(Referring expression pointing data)
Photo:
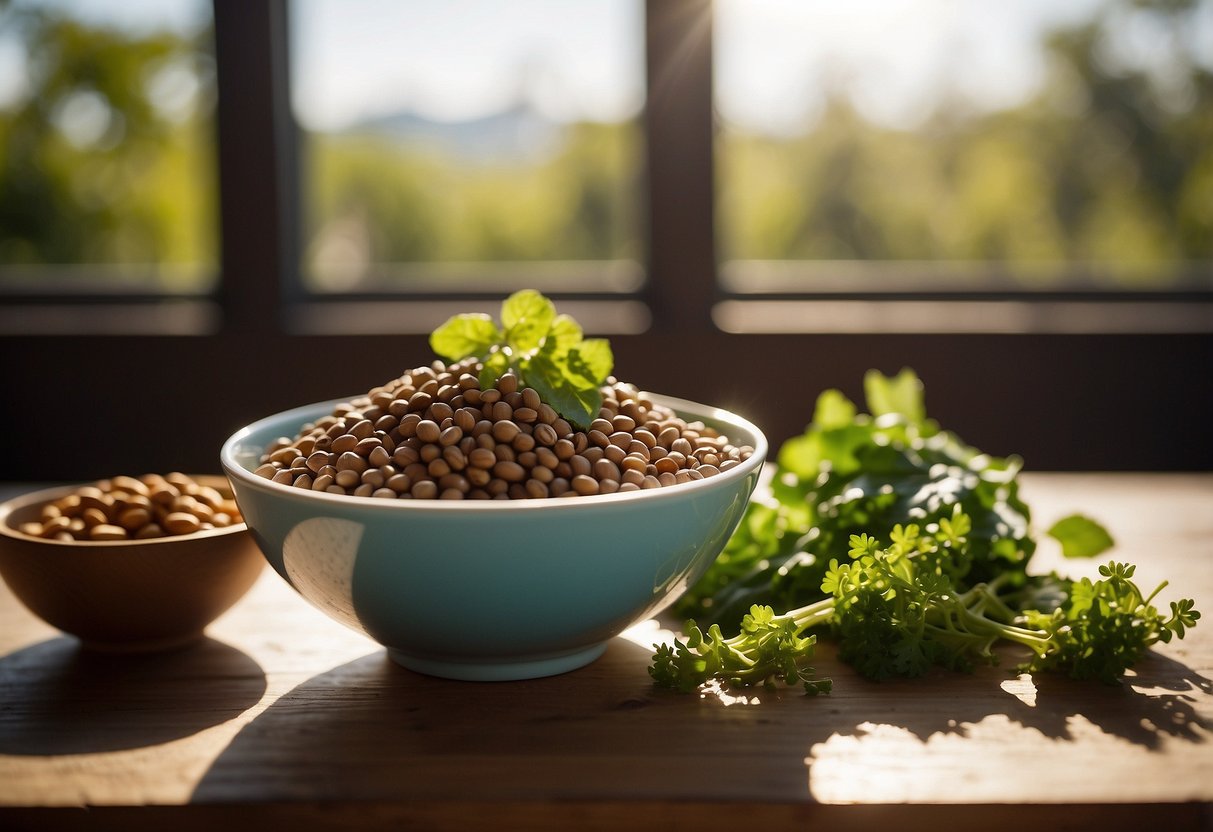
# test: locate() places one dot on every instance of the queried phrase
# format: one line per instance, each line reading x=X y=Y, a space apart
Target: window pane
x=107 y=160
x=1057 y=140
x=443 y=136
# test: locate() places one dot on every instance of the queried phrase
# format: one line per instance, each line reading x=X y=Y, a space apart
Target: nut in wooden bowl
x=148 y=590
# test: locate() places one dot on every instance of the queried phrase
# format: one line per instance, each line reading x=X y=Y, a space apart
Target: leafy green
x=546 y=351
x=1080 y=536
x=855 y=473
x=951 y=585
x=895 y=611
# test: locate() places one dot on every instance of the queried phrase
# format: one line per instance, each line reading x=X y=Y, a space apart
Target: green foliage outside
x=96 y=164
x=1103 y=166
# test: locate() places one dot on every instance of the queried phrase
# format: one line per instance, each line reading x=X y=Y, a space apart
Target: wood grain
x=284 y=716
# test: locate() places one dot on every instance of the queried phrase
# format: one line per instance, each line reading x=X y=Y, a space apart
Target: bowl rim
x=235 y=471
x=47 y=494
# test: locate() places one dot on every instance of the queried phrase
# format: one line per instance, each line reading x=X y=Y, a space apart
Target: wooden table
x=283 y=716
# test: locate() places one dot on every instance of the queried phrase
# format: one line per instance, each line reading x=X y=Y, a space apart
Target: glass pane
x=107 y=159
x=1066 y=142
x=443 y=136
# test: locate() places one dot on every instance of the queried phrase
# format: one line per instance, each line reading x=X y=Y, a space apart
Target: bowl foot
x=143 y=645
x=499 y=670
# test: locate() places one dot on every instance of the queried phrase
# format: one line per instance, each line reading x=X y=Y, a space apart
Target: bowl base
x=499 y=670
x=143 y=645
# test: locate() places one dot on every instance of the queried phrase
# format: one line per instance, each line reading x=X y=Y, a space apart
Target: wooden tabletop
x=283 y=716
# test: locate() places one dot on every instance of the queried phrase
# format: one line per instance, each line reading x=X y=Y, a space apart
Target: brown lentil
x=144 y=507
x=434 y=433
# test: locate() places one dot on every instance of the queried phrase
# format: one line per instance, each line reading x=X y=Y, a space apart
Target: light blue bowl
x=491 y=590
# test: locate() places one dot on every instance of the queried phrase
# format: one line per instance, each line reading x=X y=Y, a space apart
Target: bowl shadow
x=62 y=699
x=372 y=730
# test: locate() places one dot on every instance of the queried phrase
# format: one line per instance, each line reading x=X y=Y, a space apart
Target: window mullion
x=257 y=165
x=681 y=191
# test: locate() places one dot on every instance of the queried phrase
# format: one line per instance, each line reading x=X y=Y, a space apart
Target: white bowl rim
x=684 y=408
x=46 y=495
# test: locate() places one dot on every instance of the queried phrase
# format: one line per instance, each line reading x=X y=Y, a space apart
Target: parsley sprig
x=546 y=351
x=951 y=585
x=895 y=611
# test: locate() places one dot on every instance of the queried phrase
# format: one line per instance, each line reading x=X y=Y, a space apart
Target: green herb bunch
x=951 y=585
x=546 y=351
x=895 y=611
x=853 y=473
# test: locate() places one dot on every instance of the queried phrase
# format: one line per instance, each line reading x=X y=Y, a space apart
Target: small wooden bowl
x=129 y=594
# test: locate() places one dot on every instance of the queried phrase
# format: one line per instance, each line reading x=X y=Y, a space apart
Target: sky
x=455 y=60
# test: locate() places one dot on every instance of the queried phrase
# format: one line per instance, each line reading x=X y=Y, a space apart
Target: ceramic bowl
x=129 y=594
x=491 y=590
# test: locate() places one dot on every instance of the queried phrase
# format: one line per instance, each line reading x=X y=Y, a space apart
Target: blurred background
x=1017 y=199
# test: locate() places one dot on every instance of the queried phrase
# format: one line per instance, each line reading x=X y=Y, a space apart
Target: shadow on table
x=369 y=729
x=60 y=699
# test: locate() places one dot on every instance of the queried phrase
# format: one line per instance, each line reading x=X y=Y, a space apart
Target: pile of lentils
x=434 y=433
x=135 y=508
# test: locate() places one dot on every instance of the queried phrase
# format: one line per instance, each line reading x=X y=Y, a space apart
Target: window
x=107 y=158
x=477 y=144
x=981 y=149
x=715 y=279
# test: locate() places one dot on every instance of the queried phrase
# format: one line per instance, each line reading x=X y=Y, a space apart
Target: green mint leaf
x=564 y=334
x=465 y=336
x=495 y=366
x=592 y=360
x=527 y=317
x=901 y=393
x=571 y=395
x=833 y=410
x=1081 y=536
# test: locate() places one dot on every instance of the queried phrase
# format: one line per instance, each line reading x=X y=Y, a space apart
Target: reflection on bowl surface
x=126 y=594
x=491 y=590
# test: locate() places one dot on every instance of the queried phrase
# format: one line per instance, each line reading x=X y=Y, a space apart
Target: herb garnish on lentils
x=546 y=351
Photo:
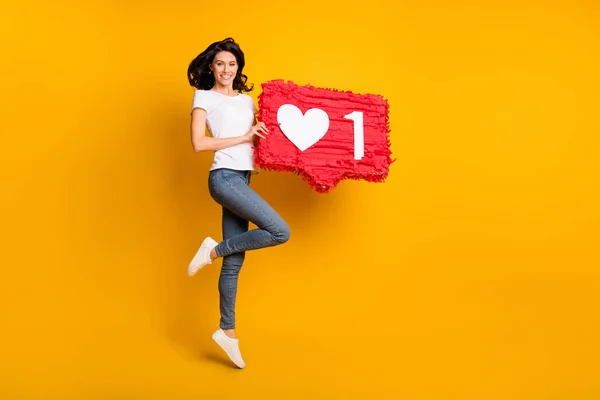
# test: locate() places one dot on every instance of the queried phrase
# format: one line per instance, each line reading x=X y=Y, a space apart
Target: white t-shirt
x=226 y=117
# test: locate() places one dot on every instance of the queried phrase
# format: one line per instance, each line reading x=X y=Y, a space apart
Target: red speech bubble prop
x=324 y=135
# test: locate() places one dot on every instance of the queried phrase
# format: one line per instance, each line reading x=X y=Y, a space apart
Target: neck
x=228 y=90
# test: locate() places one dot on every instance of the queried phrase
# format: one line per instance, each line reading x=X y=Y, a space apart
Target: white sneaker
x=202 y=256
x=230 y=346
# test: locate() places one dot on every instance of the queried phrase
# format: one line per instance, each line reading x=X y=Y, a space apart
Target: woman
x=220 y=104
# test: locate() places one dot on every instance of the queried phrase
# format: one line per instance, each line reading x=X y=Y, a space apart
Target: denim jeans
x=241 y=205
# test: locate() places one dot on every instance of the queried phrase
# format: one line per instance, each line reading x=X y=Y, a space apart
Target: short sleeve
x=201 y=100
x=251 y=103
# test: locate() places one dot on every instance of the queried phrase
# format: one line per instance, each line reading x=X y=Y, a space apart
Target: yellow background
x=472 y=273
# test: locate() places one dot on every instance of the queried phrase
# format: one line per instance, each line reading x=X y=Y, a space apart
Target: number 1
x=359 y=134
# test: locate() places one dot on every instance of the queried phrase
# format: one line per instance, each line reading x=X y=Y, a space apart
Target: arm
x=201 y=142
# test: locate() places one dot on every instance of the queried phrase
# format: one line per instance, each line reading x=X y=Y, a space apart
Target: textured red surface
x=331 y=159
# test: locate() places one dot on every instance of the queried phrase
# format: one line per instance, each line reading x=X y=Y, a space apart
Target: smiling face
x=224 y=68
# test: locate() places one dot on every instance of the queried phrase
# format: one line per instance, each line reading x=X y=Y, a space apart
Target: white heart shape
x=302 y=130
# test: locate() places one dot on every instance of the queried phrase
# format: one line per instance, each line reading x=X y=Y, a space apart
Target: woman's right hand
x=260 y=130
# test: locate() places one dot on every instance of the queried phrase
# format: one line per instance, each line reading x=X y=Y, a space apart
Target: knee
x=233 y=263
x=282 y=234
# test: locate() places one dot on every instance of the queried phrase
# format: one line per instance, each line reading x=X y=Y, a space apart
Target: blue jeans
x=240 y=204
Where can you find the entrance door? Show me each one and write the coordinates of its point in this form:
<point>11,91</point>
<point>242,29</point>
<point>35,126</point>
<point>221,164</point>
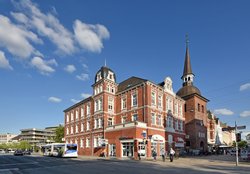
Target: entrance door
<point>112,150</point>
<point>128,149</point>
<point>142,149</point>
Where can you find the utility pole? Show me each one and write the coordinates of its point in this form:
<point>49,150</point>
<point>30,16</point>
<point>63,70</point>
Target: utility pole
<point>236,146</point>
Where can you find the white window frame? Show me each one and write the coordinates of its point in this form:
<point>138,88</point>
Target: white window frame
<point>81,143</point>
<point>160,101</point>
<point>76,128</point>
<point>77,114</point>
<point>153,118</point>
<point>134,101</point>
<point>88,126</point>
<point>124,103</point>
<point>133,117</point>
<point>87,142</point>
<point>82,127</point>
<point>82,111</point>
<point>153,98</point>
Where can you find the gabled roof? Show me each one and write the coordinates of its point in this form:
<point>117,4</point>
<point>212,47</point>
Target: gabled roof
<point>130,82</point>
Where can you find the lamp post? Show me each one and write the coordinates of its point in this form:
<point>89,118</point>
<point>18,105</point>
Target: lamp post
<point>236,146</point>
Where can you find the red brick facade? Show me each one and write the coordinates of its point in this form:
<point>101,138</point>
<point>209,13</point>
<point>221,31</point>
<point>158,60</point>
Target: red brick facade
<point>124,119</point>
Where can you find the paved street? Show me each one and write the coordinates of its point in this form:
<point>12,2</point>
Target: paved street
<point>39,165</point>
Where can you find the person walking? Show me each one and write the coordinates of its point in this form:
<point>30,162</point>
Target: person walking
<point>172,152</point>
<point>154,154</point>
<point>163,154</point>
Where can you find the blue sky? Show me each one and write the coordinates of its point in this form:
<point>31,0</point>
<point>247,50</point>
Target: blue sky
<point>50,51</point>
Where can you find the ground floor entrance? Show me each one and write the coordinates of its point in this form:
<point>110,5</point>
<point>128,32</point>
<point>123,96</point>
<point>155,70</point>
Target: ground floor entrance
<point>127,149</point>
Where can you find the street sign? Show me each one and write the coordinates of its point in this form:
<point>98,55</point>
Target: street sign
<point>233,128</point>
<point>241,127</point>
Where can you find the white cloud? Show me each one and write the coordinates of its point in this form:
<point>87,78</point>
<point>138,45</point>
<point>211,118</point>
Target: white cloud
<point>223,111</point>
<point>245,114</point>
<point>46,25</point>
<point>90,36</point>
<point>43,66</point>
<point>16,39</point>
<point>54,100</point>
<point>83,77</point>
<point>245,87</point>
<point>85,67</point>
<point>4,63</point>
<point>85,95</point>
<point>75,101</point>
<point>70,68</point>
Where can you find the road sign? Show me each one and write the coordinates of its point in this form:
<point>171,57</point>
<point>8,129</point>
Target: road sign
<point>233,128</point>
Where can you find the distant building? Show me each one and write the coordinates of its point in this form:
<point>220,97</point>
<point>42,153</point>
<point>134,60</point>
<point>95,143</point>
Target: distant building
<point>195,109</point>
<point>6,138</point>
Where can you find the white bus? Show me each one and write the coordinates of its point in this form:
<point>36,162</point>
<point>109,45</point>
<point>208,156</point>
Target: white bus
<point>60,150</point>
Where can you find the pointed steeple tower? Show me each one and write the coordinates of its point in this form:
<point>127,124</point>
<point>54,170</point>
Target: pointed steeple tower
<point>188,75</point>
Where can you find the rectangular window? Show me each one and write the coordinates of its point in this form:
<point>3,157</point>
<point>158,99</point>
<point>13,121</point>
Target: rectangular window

_Assignment:_ Find the lines in the data that hold the word "rectangular". Reply with how many there are and nothing more.

_Output of the exercise:_ 2